TASK REQUIREMENTS. Beneath this line are the data; copy exactly the part of them that opens with the line containing "handle in the photograph above." and closes with the line containing "the paddle in the photograph above.", and only that part.

Referring expression data
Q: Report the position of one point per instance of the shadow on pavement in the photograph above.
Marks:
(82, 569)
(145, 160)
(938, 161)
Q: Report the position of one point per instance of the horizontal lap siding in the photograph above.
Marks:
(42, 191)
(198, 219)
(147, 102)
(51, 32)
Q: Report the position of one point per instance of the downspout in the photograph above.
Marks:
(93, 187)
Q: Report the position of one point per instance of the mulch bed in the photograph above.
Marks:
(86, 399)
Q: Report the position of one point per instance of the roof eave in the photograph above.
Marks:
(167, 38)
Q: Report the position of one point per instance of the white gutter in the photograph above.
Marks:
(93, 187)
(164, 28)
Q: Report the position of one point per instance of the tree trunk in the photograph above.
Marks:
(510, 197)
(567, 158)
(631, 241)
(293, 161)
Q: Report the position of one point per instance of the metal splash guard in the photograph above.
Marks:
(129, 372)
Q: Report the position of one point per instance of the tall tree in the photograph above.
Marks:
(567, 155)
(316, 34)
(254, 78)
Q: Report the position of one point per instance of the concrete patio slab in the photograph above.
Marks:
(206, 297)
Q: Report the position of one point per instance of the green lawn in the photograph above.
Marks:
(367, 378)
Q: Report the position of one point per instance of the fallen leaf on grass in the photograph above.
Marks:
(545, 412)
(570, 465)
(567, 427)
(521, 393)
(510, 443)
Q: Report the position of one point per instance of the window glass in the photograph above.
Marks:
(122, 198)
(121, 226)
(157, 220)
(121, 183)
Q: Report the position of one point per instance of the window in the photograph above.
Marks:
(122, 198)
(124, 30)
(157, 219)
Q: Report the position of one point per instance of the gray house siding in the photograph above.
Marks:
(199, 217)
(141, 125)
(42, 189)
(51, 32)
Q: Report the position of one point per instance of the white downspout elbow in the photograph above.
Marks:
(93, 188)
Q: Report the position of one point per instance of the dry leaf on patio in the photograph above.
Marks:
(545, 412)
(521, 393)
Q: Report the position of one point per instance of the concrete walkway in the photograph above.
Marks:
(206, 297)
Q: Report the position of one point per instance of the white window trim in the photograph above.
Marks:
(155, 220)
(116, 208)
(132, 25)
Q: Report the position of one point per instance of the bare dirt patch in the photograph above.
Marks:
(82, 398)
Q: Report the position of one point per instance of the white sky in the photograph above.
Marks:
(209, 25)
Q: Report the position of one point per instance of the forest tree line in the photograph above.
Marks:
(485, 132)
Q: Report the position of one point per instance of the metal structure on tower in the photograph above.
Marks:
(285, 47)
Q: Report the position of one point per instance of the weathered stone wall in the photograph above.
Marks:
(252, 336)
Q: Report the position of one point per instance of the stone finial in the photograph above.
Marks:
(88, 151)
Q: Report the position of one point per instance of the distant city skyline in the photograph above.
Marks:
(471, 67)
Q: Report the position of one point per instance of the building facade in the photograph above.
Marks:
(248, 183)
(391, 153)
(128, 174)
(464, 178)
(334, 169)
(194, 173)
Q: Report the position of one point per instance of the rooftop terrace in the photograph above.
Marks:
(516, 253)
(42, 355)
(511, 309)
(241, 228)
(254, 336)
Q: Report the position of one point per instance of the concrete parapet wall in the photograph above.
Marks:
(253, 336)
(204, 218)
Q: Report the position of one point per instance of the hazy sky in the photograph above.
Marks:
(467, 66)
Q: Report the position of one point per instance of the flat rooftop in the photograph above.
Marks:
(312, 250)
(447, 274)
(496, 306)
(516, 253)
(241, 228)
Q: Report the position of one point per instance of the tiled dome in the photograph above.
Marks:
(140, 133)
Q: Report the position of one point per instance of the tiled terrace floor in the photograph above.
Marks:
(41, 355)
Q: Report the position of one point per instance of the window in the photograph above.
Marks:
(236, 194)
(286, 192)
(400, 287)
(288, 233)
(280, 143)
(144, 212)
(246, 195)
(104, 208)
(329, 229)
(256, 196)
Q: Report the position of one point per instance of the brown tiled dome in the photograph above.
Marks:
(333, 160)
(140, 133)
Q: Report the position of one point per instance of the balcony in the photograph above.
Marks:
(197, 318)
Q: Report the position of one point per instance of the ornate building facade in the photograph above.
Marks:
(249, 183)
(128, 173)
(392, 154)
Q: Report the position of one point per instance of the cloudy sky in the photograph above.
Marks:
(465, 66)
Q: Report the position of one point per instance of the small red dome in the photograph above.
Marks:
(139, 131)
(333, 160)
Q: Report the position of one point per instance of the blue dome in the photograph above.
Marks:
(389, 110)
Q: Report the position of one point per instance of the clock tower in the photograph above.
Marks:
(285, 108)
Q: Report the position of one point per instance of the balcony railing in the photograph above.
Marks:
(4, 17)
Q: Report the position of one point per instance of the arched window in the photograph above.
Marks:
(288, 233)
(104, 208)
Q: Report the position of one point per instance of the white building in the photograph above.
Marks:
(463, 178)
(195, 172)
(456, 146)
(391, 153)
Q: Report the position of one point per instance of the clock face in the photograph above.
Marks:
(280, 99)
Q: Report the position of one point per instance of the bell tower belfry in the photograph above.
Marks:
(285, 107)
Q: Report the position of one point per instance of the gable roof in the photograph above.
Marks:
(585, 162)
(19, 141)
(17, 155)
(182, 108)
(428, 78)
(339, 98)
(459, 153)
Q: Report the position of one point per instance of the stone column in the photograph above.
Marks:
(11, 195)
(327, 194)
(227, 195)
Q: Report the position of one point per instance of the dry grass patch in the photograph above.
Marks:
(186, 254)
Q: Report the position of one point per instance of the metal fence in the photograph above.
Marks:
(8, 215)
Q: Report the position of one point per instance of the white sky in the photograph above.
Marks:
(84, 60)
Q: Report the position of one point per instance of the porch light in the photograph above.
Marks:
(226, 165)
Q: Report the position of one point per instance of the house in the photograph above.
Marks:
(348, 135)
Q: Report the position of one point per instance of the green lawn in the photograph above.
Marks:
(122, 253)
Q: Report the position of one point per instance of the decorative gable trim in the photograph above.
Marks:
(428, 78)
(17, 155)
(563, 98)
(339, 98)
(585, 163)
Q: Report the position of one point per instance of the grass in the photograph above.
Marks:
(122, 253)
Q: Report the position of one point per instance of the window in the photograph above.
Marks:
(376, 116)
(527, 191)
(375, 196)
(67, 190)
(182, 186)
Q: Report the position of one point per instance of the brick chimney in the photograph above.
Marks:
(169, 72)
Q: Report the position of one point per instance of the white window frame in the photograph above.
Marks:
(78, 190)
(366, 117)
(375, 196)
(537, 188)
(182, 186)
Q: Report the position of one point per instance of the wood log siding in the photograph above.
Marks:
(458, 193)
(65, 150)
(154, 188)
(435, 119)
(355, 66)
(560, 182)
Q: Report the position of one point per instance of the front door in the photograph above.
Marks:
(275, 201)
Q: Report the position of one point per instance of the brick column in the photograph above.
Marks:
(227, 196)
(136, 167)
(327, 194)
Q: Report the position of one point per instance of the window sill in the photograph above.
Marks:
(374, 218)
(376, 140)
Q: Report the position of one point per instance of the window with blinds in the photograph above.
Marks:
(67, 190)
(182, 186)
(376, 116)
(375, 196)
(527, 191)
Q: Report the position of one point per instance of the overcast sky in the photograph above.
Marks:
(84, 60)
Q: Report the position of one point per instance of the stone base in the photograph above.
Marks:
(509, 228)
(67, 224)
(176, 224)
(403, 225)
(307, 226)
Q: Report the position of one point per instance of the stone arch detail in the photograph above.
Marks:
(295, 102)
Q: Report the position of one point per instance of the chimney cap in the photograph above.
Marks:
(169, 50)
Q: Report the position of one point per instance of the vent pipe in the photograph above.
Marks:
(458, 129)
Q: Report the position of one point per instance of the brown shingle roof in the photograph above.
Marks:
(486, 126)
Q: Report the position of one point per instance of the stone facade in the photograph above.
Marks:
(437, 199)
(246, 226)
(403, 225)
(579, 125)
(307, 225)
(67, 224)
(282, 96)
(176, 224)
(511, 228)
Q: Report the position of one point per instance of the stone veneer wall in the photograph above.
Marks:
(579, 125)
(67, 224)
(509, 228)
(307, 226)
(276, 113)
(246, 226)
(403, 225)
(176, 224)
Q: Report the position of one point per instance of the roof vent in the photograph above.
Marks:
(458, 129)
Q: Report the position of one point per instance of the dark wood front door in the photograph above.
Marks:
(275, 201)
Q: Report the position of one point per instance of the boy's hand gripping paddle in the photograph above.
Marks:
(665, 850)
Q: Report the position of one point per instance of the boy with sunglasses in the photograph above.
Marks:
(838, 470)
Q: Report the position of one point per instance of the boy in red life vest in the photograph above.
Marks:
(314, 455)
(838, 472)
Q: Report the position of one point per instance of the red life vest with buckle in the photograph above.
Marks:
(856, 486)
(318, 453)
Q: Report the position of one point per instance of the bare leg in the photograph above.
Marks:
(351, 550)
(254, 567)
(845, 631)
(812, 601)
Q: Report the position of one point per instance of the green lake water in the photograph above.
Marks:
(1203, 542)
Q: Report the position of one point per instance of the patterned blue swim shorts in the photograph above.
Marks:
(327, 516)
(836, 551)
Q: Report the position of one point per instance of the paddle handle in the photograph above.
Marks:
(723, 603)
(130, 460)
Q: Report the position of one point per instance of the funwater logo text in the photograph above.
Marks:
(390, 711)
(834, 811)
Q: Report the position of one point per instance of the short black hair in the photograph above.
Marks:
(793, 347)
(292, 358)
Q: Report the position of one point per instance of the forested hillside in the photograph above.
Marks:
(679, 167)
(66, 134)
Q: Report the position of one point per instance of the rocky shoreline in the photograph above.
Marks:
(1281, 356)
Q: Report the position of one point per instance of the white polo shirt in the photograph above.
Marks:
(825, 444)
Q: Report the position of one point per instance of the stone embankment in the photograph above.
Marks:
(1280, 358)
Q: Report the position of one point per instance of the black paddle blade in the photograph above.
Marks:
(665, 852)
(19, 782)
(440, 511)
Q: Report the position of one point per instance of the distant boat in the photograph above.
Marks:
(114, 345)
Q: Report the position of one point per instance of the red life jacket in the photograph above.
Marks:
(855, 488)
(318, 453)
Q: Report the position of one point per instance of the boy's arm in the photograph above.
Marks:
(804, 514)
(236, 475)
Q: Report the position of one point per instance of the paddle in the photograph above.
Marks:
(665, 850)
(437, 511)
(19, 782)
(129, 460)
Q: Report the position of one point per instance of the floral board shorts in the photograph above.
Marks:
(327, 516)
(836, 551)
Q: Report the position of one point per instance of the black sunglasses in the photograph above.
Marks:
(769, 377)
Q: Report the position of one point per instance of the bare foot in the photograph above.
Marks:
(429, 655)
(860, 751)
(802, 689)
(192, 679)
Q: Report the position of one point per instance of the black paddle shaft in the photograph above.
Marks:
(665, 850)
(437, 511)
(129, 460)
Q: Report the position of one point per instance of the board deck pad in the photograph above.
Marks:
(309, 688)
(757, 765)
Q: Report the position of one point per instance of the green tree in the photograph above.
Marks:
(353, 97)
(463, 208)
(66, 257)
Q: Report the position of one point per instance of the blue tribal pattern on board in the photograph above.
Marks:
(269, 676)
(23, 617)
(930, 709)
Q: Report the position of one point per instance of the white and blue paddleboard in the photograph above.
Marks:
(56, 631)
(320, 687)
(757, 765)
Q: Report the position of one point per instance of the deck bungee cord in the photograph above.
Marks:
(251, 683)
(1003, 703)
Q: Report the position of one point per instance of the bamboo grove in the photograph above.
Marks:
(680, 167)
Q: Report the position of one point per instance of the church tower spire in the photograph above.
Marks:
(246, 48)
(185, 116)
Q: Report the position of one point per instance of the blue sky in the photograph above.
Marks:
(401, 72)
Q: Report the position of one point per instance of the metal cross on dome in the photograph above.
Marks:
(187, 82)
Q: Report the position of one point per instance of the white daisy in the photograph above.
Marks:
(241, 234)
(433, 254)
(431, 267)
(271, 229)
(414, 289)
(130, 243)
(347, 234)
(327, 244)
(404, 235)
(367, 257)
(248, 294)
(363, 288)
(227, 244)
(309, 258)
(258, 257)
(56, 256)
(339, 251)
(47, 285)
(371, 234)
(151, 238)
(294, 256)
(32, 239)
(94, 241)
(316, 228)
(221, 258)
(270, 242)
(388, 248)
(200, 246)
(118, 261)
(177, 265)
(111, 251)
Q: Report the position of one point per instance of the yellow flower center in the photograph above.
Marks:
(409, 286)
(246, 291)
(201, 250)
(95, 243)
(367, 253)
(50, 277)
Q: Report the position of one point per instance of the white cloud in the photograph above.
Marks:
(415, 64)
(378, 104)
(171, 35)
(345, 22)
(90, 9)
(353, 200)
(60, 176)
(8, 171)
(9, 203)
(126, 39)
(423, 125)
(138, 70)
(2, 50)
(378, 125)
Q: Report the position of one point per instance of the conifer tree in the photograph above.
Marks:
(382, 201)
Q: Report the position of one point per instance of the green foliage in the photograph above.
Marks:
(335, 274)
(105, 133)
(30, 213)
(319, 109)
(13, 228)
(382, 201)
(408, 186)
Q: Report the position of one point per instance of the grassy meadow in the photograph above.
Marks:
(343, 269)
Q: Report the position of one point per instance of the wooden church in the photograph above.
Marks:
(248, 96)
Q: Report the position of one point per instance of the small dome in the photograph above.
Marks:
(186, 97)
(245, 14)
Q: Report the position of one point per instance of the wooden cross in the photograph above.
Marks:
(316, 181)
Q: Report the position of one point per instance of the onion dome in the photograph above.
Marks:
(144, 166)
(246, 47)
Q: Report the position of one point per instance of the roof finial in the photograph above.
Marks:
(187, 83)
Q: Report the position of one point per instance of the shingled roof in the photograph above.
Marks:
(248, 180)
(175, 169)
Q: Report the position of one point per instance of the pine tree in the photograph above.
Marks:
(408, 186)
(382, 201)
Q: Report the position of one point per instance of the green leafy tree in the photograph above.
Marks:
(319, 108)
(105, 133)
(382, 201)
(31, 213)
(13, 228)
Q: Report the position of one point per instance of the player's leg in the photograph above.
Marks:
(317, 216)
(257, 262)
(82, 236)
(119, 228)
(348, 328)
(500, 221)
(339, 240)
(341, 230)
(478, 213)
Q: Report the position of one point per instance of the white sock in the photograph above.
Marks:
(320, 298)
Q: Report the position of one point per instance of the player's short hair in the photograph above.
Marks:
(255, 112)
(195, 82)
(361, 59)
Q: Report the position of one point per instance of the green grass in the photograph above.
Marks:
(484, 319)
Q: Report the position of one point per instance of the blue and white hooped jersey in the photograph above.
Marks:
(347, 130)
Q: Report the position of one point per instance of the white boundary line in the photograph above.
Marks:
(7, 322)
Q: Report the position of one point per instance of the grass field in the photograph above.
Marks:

REPLY.
Q: Report the position of one point per instance of the paddle handle in the photograph above.
Marks:
(723, 603)
(130, 460)
Q: Report the position of one point per instance of the funwater logo text in the photograph above.
Marks:
(390, 711)
(834, 811)
Q: Report the position of one point per instance of the short black hair in the photograph above.
Marks:
(793, 347)
(292, 358)
Q: Report the position of one point per instance of the forested hillside in the photograph above.
Marks:
(679, 167)
(66, 134)
Q: Report the position of one point per instance of the rocky shoreline in the photograph above.
Marks:
(1281, 356)
Q: Report the position of one point per instance of the white polo shirt in the photograph above.
Marks:
(825, 444)
Q: Report the position of one point per instance of the stone embankment in the photograph above.
Marks:
(1280, 358)
Q: Report the position of one point per instance of the black paddle blade in the photograph above.
Marks:
(665, 852)
(19, 782)
(440, 511)
Q: Report the position of one point per instance of the distant boat in the photograph above.
Marks:
(114, 345)
Q: Report the position of one point per instance of the red life jacket in the photograph above.
Marks:
(855, 488)
(318, 453)
Q: Report the position of one point per instance of the boy's arm in the photograph above.
Marks:
(804, 514)
(236, 475)
Q: Report the position of one point per instance of the paddle in the photograph above.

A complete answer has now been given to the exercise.